- [AIM A] In the rows, start at the line that contains "Target: young tree with green leaves" and end after the line that contains "597 263 L 596". Give those lines again with "instance" renamed to "occurrence" and nothing else altered.

In this opamp circuit, how do I determine when the diodes tu

[MRW]

Hello everyone! Please teach me how to figure this out. I don't know
how.

This is the circuit in question:
Pic 1: http://i9.tinypic.com/4xny1ph.jpg
Pic 2: http://i9.tinypic.com/4xxdxts.jpg

How do I determine what Vin value turns on/off the diodes (D3 & D4)? I
have trouble deriving a general equation.

Thanks again!

M

 

[Dan Coby]

"MRW" <mr.whatever@gmail.com> wrote in message
news:1189796564.781987.218400@y42g2000hsy.googlegroups.com...

Hello everyone! Please teach me how to figure this out. I don't know
how.

This is the circuit in question:
Pic 1: http://i9.tinypic.com/4xny1ph.jpg
Pic 2: http://i9.tinypic.com/4xxdxts.jpg

How do I determine what Vin value turns on/off the diodes (D3 & D4)? I
have trouble deriving a general equation.

- [DATA]
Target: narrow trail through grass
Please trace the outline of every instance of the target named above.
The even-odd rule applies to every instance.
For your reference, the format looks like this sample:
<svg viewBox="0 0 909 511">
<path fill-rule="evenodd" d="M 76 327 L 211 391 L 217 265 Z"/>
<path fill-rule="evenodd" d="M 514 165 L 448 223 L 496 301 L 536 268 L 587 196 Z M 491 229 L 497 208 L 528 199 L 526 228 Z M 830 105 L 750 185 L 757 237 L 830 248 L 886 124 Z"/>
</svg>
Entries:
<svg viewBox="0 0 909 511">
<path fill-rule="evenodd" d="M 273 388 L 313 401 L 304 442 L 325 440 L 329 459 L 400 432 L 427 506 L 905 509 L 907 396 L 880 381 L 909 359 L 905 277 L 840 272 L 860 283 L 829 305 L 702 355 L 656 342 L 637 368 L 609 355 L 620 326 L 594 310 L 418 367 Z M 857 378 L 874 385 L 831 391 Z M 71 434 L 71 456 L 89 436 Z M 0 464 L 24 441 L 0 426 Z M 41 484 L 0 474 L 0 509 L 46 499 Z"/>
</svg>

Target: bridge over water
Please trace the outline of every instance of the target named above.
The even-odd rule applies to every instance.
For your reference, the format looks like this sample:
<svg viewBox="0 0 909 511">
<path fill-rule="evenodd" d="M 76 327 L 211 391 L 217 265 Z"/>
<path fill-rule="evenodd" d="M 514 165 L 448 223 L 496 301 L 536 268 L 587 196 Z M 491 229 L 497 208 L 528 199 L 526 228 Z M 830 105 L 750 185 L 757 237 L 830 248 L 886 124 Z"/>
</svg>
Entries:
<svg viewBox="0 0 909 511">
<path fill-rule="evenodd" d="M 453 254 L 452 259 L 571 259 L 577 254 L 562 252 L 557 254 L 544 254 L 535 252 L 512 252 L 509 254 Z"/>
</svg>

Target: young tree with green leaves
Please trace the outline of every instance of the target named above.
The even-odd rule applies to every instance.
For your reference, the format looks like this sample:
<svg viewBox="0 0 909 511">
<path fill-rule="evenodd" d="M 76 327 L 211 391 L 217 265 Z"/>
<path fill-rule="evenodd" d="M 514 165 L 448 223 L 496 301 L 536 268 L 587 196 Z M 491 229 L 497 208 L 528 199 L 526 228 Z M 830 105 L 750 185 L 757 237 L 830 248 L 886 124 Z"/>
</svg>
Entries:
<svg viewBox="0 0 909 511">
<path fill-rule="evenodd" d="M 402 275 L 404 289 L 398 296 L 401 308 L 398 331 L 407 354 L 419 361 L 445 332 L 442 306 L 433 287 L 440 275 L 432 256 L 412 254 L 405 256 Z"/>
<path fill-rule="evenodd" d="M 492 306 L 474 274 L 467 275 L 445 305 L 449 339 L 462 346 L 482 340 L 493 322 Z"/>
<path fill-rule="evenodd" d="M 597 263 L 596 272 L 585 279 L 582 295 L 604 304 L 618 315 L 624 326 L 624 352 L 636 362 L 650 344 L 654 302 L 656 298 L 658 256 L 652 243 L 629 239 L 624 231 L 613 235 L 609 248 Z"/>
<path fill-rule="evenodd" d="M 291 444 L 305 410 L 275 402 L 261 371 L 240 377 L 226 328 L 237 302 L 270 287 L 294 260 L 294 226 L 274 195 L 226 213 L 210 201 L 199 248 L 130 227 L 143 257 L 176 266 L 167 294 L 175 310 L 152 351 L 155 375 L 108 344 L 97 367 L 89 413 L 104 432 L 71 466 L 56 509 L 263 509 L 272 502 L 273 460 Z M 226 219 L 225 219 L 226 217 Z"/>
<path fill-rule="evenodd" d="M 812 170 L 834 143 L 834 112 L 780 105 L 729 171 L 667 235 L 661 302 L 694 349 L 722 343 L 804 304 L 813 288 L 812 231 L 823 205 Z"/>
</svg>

- [AIM B] Return the forum thread about the opamp diodes in full, unchanged.

- [PROBLEM SOLUTION A]
Target: young tree with green leaves
Please trace the outline of every occurrence of the target named above.
The even-odd rule applies to every occurrence.
For your reference, the format looks like this sample:
<svg viewBox="0 0 909 511">
<path fill-rule="evenodd" d="M 76 327 L 211 391 L 217 265 Z"/>
<path fill-rule="evenodd" d="M 514 165 L 448 223 L 496 301 L 536 268 L 587 196 Z M 491 229 L 497 208 L 528 199 L 526 228 Z M 830 105 L 750 185 L 757 237 L 830 248 L 886 124 Z"/>
</svg>
Entries:
<svg viewBox="0 0 909 511">
<path fill-rule="evenodd" d="M 402 275 L 404 289 L 398 296 L 401 308 L 398 331 L 407 354 L 419 361 L 445 332 L 442 306 L 433 287 L 440 275 L 432 256 L 412 254 L 405 256 Z"/>
<path fill-rule="evenodd" d="M 492 306 L 474 274 L 467 275 L 445 305 L 449 339 L 462 346 L 482 340 L 493 322 Z"/>
<path fill-rule="evenodd" d="M 597 263 L 596 272 L 585 279 L 582 295 L 604 304 L 618 315 L 624 326 L 624 352 L 636 362 L 650 344 L 654 302 L 656 298 L 658 256 L 652 243 L 629 239 L 624 231 L 613 235 L 609 248 Z"/>

- [PROBLEM SOLUTION B]
In this opamp circuit, how do I determine when the diodes tu

[MRW]

Hello everyone! Please teach me how to figure this out. I don't know
how.

This is the circuit in question:
Pic 1: http://i9.tinypic.com/4xny1ph.jpg
Pic 2: http://i9.tinypic.com/4xxdxts.jpg

How do I determine what Vin value turns on/off the diodes (D3 & D4)? I
have trouble deriving a general equation.

Thanks again!

M

 

[Dan Coby]

"MRW" <mr.whatever@gmail.com> wrote in message
news:1189796564.781987.218400@y42g2000hsy.googlegroups.com...

Hello everyone! Please teach me how to figure this out. I don't know
how.

This is the circuit in question:
Pic 1: http://i9.tinypic.com/4xny1ph.jpg
Pic 2: http://i9.tinypic.com/4xxdxts.jpg

How do I determine what Vin value turns on/off the diodes (D3 & D4)? I
have trouble deriving a general equation.